SOURCE DOCUMENT:
I want to randomize/shuffle a vector. Some of the vector elements are identical. After shuffling, identical elements should have a minimum distance of three (i.e. two other elements should be between identical elements).
Consider the following example vector in R:
x <- rep(LETTERS[1:5], 3) # Create example vector
x
# [1] "A" "B" "C" "D" "E" "A" "B" "C" "D" "E" "A" "B" "C" "D" "E"
If I shuffle my vector using the sample function, some of the identical elements may be too close together. For instance, if I use the following R code, the element "C" appears directly after each other at positions 5 and 6:
set.seed(53135)
sample(x) # sample() function puts same elements too close
# [1] "B" "A" "E" "D" "C" "C" "E" "A" "B" "C" "D" "E" "A" "D" "B"
How could I ensure that identical elements have a minimum distance of three?
So basically we need to conditionally sample one element from the x vector that have not been selected in the min.dist-1
runs. Using purrr's reduce we can achieve this:
min.dist <- 2
reduce(integer(length(x)-1), ~c(.x, sample(x[!x %in% tail(.x, min.dist)], 1)), .init=sample(x,1))
[1] "A" "E" "D" "B" "A" "D" "E" "C" "D" "A" "C" "E" "B" "A" "E"
Bundled in a function
shuffle <- function(x, min.dist=2){
stopifnot(min.dist < length(unique(x)))
reduce(integer(length(x)-1), ~c(.x, sample(x[!x %in% tail(.x, min.dist)], 1)), .init=sample(x,1))
}
> shuffle(x, 3)
[1] "A" "C" "B" "D" "E" "A" "B" "C" "E" "D" "A" "B" "C" "E" "A"
> shuffle(x, 3)
[1] "A" "B" "D" "E" "C" "A" "B" "D" "E" "C" "A" "D" "E" "C" "A"
> shuffle(x, 4)
[1] "C" "E" "D" "A" "B" "C" "E" "D" "A" "B" "C" "E" "D" "A" "B"
> shuffle(x, 4)
[1] "A" "B" "D" "E" "C" "A" "B" "D" "E" "C" "A" "B" "D" "E" "C"
> shuffle(x, 2)
[1] "E" "A" "D" "E" "B" "D" "A" "E" "C" "D" "A" "E" "C" "A" "B"
> shuffle(x, 2)
[1] "B" "A" "D" "C" "B" "A" "E" "B" "A" "E" "B" "C" "D" "A" "E"
after @27ϕ9 comment:
shuffle <- function(x, min.dist=2){
stopifnot(min.dist < length(unique(x)))
reduce(integer(length(x)-1), ~ c(.x, sample(x[!x %in% tail(.x, min.dist) &( x %in% names(t <- table(x[x%in%.x]) > table(.x))[t] | !x %in% .x)], 1)), .init=sample(x,1))

DATA PROVIDED:

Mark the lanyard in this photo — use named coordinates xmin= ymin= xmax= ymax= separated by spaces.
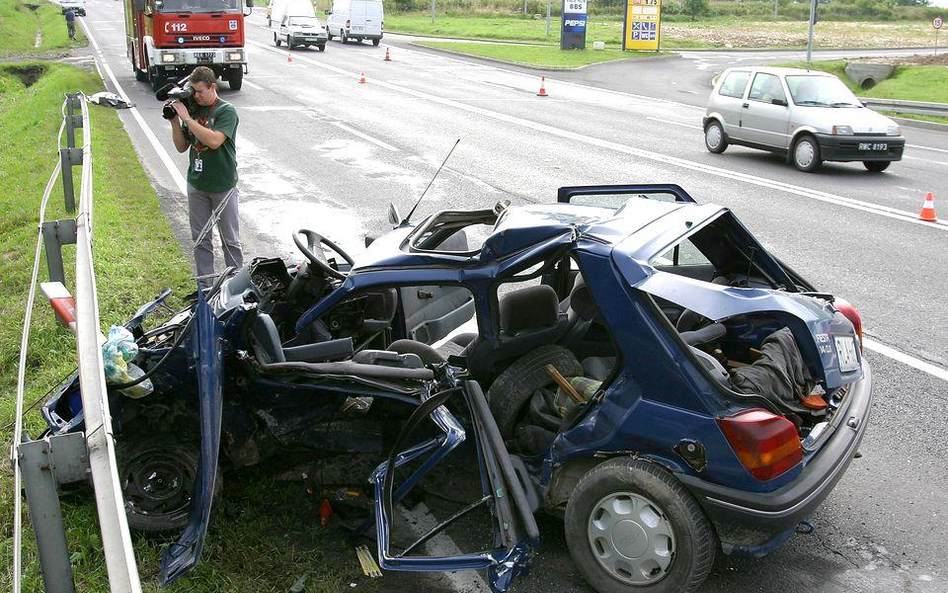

PROBLEMS:
1. From the thread on shuffling an R vector, return the passage from "I want to randomize/shuffle" to "between identical elements).".
2. In the thread on shuffling an R vector, which letter lands at both positions 5 and 6 after running sample(x) with set.seed(53135)?

ANSWERS GIVEN:
1.
I want to randomize/shuffle a vector. Some of the vector elements are identical. After shuffling, identical elements should have a minimum distance of three (i.e. two other elements should be between identical elements).

2. "C"